**Task goal**
Give back an exact copy of the lines in the records below, from the line that has "[locate] white vent" through the line that has "[locate] rectangular vent", and nothing besides.

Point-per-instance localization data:

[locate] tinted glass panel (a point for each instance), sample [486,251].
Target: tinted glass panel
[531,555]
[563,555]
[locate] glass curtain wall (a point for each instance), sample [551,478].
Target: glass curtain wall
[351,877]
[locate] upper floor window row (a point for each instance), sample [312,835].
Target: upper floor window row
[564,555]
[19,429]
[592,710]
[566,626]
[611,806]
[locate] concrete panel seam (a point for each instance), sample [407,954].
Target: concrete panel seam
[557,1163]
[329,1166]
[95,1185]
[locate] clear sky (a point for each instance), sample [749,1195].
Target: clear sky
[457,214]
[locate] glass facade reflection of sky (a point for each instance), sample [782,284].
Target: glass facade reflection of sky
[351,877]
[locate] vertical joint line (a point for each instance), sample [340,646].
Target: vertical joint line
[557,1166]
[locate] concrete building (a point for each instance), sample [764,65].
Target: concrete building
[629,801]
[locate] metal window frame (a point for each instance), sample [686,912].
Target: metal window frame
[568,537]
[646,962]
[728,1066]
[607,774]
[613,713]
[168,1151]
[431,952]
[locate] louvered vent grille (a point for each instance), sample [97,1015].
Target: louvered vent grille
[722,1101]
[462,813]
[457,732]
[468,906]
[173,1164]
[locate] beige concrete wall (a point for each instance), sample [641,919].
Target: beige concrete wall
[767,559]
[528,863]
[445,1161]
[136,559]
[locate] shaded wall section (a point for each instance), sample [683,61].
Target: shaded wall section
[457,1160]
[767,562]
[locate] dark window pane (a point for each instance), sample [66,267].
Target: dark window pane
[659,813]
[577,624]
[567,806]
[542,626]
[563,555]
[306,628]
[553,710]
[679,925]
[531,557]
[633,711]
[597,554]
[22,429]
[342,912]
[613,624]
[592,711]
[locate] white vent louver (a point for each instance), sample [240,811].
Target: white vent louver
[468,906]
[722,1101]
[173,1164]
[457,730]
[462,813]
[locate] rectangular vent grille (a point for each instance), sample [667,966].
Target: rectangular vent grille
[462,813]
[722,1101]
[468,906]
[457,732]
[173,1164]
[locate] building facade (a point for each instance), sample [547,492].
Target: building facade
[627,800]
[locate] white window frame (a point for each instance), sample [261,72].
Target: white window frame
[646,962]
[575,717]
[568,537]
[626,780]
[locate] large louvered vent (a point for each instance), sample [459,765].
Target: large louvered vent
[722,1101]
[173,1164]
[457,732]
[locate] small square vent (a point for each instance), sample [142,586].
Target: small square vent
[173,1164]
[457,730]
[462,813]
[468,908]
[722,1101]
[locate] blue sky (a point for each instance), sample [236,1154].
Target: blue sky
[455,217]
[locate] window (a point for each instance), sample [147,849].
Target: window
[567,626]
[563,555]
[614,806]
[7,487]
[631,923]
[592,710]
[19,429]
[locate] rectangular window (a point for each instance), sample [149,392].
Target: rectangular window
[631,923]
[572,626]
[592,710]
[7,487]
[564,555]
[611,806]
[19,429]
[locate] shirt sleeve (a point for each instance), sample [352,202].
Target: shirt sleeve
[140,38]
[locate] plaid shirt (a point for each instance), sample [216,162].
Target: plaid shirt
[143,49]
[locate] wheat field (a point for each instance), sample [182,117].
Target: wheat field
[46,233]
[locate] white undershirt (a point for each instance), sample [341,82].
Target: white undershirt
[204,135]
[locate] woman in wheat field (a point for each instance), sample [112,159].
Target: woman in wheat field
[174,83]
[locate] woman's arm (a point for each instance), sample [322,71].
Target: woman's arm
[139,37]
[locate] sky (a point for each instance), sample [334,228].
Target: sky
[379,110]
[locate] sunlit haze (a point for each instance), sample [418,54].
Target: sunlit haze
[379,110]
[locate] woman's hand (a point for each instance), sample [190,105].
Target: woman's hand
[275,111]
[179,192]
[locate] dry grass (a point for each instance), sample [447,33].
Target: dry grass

**Answer to the exercise**
[locate] white vent louver (a point for each instance), sample [240,811].
Target: white vent louver
[468,906]
[722,1101]
[173,1164]
[457,730]
[462,813]
[locate] rectangular vent grille (a point for each instance), sample [667,966].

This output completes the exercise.